■ Page text:
Sunday, January 22, 2006

Benediction

I published my last post in quite a hurry, finishing it five minutes after I should have left for Mass. It occurs to me that I missed one of the most important points. Joe Chip finished his comments with a blessing-for which I am quite honestly grateful- saying, "May the Holy Spirit sustain you in your spiritual growth."

In kind:

May the Lord bless you and keep you.
May the Lord let his face shine on you and be gracious to you.
May the Lord show you his face and bring you peace.

Amen

Saturday, January 21, 2006

More on Gnosticsm

Joe Chip posted an interesting comment on my blog about Harry Potter, remarking on my brief summary on Gnosticism. He points out that "Gnostics did not and do not believe that Gnostic myths are 'the fullest comprehension of the real.'" I entirely agree with him on this point and repudiate my statement. Most mystics, no matter their tradition, would cringe at the notion that their ideas of God or the Ultimate Reality or Truth could be conveyed, comprehensively, in words. Our means of communication are intrinsically limited, and few know this better than those who have encountered the ineffable, and want to talk about it. This notion, of our limits to talk about God, is developed in greater or lesser degree depending on the theological or philosophical system through which God is understood. The Judeo-Christian tradition understands God to be a God of revelation, the culmination of which is the person of Jesus Christ, God incarnate. Much of what we can say about the divine will be articulated in negative theology, saying what God is by listing what he is not, but we also have the means of articulating positive theology because of the Trinity's self-revelation in and through Jesus. Classical Gnostics did not believe that God was revealed in creation, or in the incarnate Christ, but was so unknowable that even to say, in terms of negative theology, that God is ineffable, is to say that something is known of him. As Jean Danielou writes, according to the Gnostics, "God is unknown absolutely, both in his essence and in his existence; he is the one of whom, in the strictest sense, nothing is known, and this situation can be overcome only through the Gnosis." It is in this context that the essential dualism of Gnosticism is made apparent, contrary to the claims of Joe Chip, because this unknowablility of God is "a question of radical dualism, distinguishing between the God of whom the world enables us to form some idea (who is merely the Demiurge) and the God who has no connection whatever with the world, and who can be known only by means of himself."* In this context it is clear that my sentence was inappropriate.

■ Recorded information:
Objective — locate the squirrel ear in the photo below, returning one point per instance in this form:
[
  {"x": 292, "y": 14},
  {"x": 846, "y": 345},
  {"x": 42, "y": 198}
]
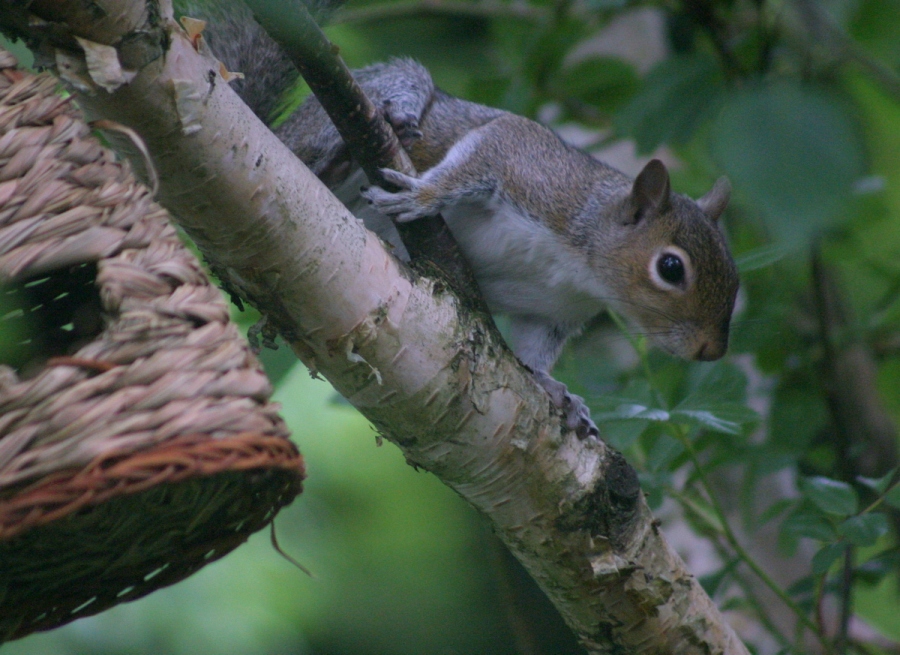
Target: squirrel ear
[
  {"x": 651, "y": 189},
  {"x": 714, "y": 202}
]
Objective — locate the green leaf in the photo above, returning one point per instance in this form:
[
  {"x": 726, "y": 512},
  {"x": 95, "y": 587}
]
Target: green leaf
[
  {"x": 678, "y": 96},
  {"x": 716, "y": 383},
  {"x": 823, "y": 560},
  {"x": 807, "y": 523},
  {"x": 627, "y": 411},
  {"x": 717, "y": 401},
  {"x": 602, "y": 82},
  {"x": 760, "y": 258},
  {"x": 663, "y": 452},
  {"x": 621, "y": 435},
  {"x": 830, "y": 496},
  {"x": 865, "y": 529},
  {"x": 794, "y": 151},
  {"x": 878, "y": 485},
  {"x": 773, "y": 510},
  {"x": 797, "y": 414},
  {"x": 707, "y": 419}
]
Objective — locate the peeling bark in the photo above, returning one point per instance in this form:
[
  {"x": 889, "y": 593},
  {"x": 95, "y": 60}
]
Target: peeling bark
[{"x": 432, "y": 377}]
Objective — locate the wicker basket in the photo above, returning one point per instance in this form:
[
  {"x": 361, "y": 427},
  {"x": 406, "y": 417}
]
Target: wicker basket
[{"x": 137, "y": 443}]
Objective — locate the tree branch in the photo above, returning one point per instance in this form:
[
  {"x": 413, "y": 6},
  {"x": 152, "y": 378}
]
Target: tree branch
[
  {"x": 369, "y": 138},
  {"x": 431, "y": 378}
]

--

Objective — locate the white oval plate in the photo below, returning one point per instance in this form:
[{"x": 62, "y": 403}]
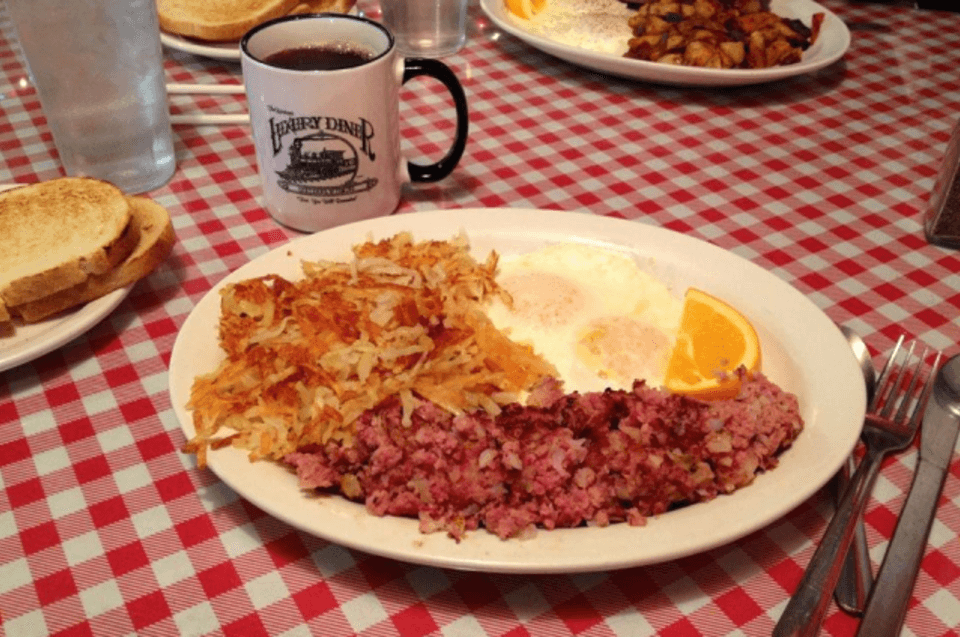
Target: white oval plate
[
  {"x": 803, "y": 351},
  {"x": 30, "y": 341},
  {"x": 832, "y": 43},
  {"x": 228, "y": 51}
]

■ Task 1: Reproduce the portion of the blog text between "Benediction" and "bring you peace.", inclusive.
■ Task 2:
Answer these questions using the blog text:
(a) How late was the author in leaving for Mass when the previous post was finished?
(b) What subject was the blog post that Joe Chip commented on about?
(c) Which writer does the author quote on the Gnostic view that God is unknown absolutely?

■ Full response 1:
Benediction

I published my last post in quite a hurry, finishing it five minutes after I should have left for Mass. It occurs to me that I missed one of the most important points. Joe Chip finished his comments with a blessing-for which I am quite honestly grateful- saying, "May the Holy Spirit sustain you in your spiritual growth."

In kind:

May the Lord bless you and keep you.
May the Lord let his face shine on you and be gracious to you.
May the Lord show you his face and bring you peace.

■ Full response 2:
(a) Five minutes late.
(b) Harry Potter.
(c) Jean Danielou.